** Begin EXTRACT **
Some examples of algebraic groups

In this post I want to give a few examples of the known “pathological” behavior of algebraic groups defined over general bases. In particular, this post contains examples of the following.

A smooth group scheme over a DVR with generic fiber $\mathbf{G}_m$ and special fiber $\mathbf{G}_a$ ,
An affine smooth group scheme $G$ over a regular dimension $2$ base such that the (open) relative identity component $G^0$ is not affine.

In the first bullet point, we note that the reverse degeneration cannot happen, i.e., there is no smooth group scheme over a DVR with generic fiber $\mathbf{G}_a$ and special fiber $\mathbf{G}_m$ . One way to see this is to note that if $\ell$ is a prime number invertible on the base, then multiplication by $\ell$ is flat (by the fibral flatness criterion), so the rank of its kernel cannot jump after specialization. In the second bullet point, $2$ is the minimal dimension in which examples can occur: in dimension $0$ (i.e., over a field), this follows from the elementary fact that $G^0$ is an open and closed subscheme of $G$ . In dimension $1$ , $G^0$ may not be closed in $G$ , but nonetheless it is always affine by a theorem of Raynaud (see Prasad-Yu, On quasi-reductive group scheme, Prop. 3.1).

These are both well-known phenomena, but examples appear somewhat out of the blue in published accounts, in which the group schemes are defined by rather complicated equations. (For the second example, see Raynaud, Faisceaux amples sur les schémas en groupes et les espaces homogènes, VII, 3(iii).) Our goal is to realize examples of the above two phenomena as centralizers of certain sections of $\mathrm{SL}_n$ . For this we will need to set up a few preliminary notions.
** End EXTRACT **
JOB A >> From the post on algebraic groups, return the passage that begins at the words "Some examples of" and stops after the words "of the following.".
JOB B >> Give the number of lines in the entries that contain the string "window", and nothing else.
** Begin EXTRACTED RECORDS **
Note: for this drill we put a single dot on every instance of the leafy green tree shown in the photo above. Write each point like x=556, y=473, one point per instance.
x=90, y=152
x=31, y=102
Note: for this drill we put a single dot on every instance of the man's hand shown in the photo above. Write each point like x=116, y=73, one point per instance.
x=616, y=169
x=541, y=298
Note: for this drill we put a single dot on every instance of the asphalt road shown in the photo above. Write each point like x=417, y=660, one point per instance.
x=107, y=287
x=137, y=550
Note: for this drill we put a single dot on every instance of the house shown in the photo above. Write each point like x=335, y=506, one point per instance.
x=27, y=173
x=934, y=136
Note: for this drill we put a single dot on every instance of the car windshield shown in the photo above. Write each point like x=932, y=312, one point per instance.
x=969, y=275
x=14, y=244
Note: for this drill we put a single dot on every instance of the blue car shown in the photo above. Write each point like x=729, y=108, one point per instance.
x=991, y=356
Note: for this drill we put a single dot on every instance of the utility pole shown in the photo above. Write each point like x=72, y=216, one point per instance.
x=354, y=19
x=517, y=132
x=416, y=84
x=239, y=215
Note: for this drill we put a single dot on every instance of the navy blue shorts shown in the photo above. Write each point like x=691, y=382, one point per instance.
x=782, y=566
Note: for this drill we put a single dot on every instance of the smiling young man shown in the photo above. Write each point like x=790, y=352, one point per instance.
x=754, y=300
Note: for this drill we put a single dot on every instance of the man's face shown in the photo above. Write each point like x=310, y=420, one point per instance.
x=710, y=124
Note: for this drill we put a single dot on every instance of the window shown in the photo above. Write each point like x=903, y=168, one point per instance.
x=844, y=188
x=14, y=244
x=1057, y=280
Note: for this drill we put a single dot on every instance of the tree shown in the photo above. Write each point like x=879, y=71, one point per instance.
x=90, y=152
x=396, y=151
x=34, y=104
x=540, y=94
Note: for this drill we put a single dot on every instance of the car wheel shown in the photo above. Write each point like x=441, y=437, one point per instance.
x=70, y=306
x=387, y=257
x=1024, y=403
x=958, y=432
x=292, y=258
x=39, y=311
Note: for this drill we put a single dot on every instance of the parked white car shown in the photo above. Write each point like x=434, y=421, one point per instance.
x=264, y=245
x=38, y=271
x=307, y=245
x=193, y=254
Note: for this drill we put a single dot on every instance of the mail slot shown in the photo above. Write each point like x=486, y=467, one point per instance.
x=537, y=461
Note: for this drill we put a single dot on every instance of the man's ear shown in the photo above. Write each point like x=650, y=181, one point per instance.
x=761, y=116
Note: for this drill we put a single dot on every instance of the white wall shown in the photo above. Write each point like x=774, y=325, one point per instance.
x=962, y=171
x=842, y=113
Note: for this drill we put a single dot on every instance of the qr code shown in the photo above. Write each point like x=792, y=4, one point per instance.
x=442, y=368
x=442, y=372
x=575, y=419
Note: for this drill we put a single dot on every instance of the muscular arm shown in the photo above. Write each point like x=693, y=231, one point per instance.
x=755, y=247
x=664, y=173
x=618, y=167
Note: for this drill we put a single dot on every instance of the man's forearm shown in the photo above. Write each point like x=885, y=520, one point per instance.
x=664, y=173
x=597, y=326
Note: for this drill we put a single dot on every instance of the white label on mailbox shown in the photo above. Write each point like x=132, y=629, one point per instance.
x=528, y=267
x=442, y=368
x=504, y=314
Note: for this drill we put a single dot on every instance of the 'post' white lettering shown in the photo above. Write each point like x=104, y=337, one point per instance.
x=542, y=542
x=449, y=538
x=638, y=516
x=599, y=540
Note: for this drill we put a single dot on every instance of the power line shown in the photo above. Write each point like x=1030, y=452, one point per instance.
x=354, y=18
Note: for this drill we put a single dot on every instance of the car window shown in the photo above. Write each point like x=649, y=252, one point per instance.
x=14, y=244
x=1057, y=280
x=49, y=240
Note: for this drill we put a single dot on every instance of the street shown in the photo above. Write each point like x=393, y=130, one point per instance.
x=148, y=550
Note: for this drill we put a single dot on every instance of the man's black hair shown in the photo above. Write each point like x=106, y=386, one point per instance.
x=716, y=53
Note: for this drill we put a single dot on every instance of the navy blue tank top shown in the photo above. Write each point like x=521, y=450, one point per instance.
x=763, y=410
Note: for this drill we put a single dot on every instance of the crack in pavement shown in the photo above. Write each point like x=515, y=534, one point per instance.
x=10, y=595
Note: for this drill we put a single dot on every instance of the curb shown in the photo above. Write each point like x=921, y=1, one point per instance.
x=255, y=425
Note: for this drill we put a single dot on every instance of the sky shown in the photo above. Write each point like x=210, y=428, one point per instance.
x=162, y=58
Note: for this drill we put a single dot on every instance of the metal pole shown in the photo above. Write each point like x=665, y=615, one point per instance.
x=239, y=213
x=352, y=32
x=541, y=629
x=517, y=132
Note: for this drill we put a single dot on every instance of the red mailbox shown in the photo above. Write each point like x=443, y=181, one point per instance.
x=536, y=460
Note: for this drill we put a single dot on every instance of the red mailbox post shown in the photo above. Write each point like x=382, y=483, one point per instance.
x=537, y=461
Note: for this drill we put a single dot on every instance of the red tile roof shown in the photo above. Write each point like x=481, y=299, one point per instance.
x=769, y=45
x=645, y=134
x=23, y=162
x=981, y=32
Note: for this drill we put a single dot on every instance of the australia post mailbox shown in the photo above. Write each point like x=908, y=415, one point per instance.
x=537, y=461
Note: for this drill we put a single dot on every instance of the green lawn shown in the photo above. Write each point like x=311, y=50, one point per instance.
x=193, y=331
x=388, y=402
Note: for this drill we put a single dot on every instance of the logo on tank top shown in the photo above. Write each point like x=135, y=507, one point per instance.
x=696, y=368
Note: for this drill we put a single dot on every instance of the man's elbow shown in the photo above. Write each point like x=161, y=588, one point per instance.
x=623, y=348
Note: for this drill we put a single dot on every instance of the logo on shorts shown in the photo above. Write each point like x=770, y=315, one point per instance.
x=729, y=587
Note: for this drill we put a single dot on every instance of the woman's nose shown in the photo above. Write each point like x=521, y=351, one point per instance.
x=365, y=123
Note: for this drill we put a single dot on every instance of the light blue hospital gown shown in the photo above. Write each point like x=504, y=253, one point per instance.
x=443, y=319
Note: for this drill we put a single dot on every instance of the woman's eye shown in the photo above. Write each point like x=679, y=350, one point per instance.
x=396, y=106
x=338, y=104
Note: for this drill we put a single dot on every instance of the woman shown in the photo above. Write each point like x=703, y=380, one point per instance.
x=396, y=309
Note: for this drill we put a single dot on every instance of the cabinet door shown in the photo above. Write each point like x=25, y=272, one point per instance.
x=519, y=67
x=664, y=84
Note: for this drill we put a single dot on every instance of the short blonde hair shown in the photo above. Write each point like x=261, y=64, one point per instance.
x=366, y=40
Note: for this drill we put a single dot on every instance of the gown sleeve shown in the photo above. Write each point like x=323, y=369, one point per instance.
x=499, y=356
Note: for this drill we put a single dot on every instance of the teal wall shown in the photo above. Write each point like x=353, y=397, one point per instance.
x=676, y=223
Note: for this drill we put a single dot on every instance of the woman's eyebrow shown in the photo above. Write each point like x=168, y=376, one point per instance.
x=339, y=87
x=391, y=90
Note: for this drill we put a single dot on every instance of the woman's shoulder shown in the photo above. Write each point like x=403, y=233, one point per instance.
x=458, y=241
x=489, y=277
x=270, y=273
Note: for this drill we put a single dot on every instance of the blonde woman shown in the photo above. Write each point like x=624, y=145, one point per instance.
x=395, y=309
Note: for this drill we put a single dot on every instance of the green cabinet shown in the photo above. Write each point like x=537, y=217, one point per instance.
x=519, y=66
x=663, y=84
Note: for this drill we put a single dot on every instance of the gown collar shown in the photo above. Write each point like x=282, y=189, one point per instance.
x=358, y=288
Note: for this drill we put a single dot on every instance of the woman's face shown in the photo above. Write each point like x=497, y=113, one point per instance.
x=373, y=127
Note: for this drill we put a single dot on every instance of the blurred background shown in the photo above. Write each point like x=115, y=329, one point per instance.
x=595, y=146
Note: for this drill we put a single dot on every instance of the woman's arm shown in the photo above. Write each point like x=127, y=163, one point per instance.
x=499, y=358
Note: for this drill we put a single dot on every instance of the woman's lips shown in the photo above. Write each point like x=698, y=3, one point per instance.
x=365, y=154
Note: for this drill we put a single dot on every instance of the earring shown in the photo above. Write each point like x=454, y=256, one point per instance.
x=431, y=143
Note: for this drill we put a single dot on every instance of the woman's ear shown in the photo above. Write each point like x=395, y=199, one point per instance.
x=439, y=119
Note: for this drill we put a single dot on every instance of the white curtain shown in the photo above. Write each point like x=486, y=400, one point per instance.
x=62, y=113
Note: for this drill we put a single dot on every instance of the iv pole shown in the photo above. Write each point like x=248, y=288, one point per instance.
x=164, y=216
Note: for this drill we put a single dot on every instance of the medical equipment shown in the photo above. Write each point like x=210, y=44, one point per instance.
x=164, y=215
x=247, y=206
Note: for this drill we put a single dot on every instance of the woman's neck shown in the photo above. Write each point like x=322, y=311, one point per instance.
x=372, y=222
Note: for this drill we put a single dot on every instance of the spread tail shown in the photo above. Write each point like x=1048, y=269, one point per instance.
** End EXTRACTED RECORDS **
FULL OUTPUT A >>
Some examples of algebraic groups

In this post I want to give a few examples of the known “pathological” behavior of algebraic groups defined over general bases. In particular, this post contains examples of the following.

FULL OUTPUT B >> 2